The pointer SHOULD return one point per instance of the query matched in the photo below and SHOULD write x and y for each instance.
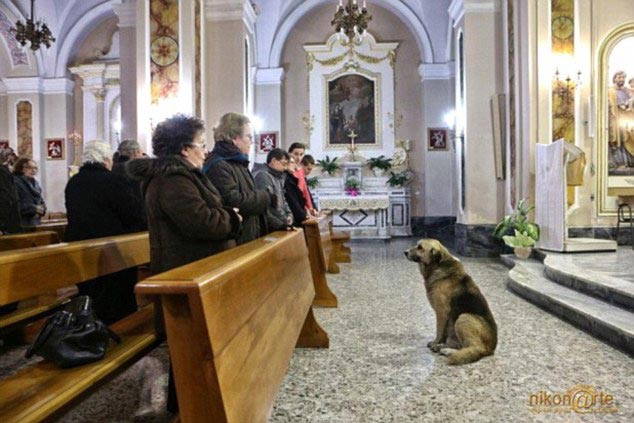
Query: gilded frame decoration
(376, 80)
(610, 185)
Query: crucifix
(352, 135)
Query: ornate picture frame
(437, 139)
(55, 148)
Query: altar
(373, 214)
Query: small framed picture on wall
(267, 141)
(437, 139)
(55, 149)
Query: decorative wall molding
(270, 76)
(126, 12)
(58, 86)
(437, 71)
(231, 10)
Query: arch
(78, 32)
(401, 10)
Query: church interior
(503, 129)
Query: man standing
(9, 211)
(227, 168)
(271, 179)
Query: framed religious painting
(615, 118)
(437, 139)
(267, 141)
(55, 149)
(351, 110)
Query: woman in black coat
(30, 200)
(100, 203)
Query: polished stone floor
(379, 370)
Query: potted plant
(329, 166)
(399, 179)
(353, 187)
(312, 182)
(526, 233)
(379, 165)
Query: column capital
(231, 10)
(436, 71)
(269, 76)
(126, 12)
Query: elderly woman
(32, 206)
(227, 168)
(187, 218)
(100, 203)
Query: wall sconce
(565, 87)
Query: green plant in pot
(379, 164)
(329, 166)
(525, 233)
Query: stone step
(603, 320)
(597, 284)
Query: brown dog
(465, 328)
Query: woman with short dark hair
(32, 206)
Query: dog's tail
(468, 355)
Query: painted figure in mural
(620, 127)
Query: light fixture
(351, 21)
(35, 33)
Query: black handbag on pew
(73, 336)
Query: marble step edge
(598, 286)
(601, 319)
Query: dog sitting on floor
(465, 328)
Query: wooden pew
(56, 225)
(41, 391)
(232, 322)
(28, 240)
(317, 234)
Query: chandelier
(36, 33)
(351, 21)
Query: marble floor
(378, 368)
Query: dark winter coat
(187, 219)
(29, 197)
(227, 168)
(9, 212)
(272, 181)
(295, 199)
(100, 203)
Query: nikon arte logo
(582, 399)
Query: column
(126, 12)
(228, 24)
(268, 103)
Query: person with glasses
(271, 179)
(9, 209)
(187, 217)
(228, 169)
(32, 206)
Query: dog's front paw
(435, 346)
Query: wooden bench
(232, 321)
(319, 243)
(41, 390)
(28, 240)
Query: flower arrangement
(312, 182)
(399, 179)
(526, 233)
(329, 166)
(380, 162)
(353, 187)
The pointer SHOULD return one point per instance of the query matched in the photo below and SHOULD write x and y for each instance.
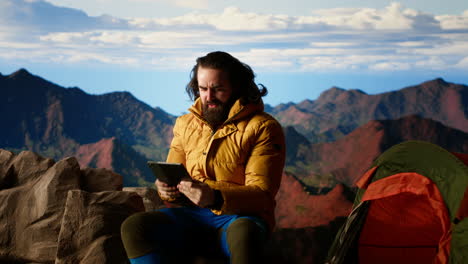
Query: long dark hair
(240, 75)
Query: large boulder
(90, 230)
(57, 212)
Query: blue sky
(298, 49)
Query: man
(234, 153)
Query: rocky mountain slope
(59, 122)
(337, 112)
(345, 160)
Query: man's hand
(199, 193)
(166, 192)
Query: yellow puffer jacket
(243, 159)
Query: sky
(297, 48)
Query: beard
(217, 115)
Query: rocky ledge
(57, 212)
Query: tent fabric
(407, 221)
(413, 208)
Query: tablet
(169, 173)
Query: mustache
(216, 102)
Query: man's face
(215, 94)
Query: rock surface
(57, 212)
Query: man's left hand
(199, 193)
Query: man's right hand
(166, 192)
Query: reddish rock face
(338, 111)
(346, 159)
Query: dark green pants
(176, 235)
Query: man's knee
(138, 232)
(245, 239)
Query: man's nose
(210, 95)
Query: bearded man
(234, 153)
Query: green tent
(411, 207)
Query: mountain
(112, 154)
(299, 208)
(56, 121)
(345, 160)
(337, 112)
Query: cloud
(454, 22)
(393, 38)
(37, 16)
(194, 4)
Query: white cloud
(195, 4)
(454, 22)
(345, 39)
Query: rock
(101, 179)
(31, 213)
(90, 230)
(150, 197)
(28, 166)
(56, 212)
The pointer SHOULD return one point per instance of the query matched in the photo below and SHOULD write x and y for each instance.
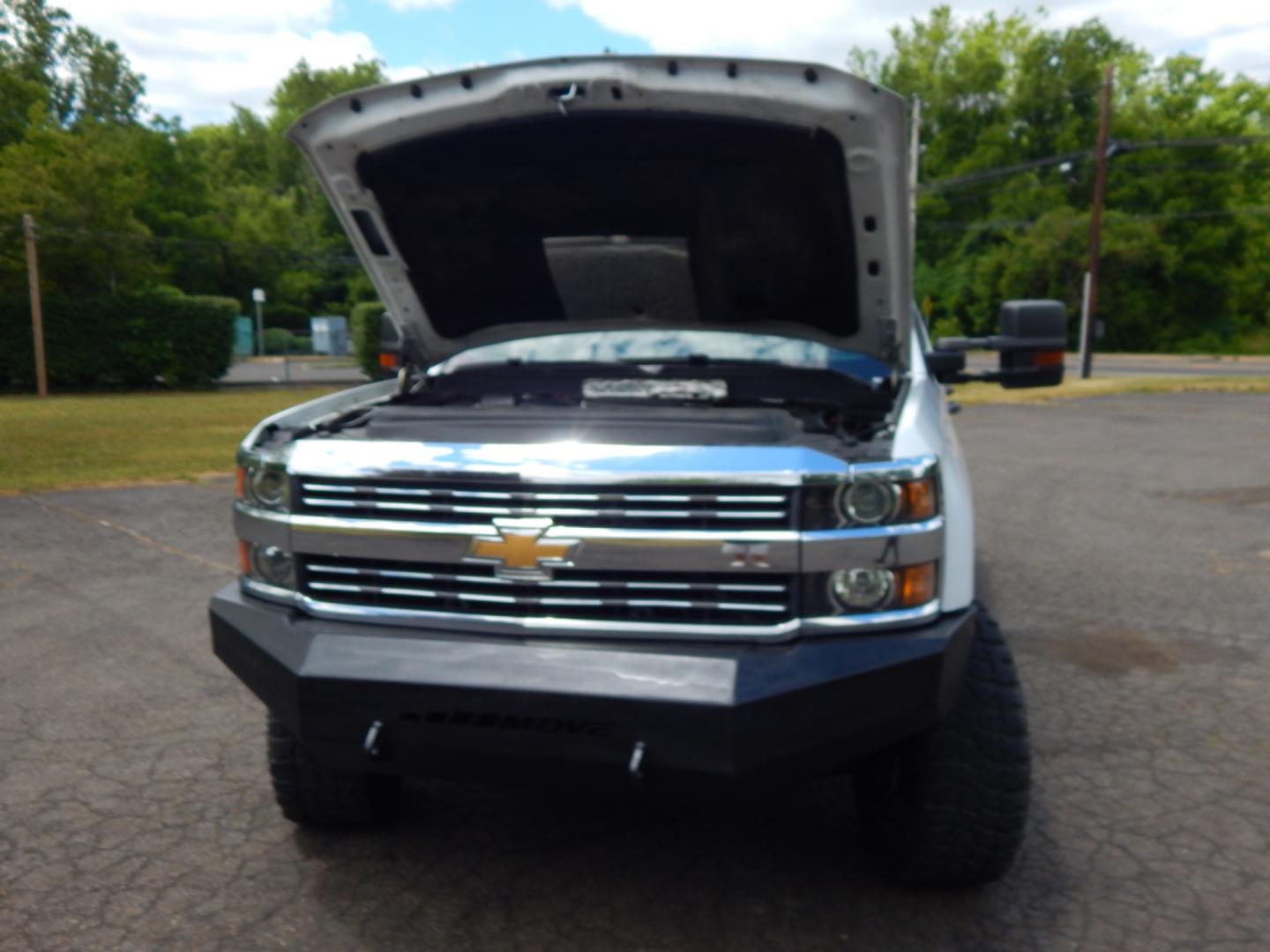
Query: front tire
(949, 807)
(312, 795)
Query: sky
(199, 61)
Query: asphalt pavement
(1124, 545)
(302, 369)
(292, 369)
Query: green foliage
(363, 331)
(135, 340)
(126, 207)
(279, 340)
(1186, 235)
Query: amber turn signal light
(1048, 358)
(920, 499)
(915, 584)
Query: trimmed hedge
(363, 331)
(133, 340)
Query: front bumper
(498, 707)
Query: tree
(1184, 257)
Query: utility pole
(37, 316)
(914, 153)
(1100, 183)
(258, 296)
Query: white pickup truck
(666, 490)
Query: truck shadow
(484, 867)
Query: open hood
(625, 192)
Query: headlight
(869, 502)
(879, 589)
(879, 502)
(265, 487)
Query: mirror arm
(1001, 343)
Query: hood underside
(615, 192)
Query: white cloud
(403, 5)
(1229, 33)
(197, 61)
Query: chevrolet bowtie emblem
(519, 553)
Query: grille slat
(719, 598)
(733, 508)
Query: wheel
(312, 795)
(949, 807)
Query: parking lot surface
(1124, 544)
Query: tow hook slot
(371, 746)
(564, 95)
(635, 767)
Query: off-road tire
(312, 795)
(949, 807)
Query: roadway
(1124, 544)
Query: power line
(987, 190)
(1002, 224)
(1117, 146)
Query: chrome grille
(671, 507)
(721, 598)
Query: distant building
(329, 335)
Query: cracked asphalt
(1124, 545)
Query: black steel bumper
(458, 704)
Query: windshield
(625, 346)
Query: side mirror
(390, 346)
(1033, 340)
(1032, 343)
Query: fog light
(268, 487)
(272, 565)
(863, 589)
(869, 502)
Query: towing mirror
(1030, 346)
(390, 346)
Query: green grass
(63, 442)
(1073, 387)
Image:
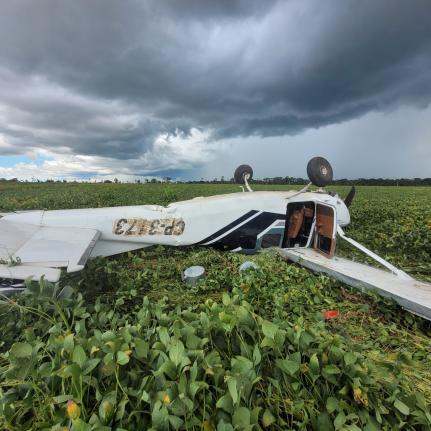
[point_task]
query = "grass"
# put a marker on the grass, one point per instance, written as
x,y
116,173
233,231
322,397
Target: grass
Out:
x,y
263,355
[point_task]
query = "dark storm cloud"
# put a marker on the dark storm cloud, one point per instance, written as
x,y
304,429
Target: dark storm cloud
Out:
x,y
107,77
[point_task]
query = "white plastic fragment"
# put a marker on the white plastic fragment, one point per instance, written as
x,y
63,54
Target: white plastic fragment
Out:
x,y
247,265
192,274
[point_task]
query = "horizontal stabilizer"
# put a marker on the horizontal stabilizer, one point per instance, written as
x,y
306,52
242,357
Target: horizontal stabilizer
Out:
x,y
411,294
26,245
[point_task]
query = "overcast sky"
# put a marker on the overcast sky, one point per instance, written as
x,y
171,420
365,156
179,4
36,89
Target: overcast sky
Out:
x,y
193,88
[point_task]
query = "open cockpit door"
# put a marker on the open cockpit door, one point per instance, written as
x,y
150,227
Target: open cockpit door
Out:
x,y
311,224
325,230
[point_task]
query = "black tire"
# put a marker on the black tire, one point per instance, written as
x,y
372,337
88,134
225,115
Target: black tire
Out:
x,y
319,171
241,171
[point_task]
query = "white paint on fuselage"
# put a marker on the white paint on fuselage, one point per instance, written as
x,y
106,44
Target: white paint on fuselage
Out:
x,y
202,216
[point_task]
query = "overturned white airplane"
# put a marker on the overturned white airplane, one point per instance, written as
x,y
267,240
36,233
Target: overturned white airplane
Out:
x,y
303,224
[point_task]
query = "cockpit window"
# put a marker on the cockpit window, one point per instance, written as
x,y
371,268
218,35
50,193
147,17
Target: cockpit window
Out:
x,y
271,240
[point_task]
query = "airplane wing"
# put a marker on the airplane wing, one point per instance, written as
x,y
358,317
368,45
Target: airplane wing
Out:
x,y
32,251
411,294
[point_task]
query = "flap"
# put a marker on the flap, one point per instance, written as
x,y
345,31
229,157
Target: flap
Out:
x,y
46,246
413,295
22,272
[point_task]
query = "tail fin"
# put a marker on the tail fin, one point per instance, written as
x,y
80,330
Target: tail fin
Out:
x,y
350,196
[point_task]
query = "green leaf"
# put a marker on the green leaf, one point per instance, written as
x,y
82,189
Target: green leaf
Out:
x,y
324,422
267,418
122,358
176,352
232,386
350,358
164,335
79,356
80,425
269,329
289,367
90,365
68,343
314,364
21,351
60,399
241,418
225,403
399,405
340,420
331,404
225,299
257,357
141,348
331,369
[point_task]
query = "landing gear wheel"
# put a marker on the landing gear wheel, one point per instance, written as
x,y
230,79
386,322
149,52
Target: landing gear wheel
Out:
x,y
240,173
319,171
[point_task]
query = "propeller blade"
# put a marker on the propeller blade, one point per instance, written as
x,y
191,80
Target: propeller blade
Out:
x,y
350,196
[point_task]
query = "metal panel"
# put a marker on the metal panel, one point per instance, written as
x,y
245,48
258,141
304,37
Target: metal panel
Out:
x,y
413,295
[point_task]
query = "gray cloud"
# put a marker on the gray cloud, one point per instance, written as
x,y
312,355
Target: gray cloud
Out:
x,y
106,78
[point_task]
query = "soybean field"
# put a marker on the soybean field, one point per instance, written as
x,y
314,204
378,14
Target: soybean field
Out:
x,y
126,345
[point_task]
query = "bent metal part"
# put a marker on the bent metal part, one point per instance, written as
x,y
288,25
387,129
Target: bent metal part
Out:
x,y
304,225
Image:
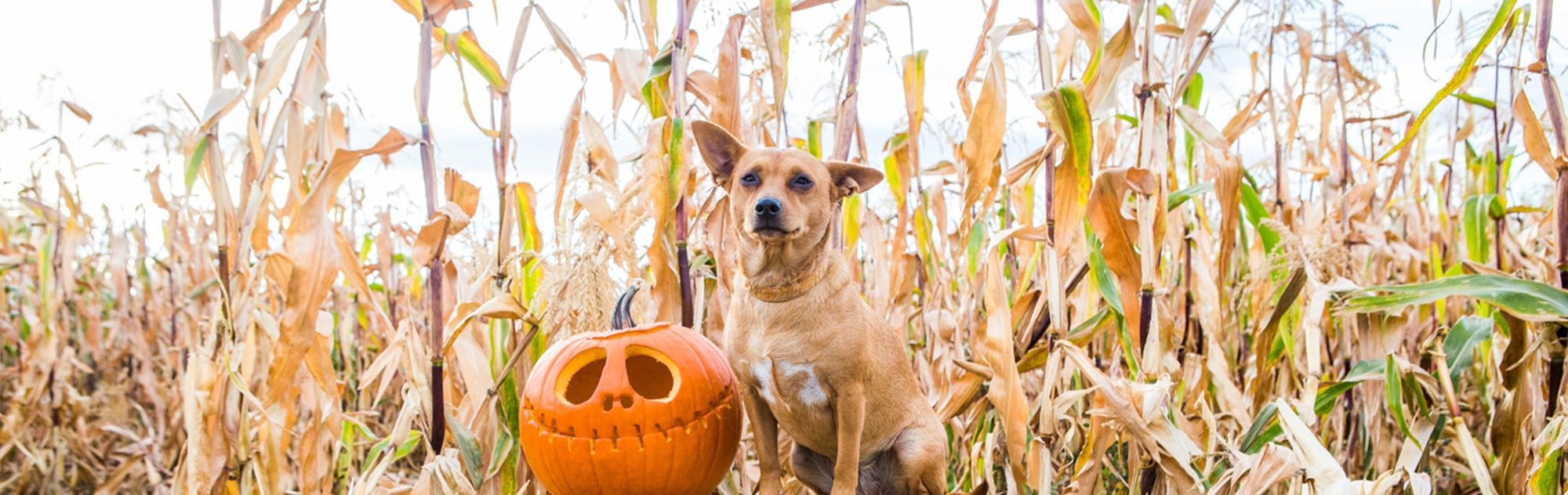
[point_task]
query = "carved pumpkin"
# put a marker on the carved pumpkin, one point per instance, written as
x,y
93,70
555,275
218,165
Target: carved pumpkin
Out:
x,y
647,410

***

WORK REQUIRED -> Go line by line through the records above and copy each one containing "pumpkin".

ANSWER TO THE PROBLEM ->
query = "carved pumpkin"
# put a marker on the carved pumpkin, one point per instance, written as
Target: carved pumpkin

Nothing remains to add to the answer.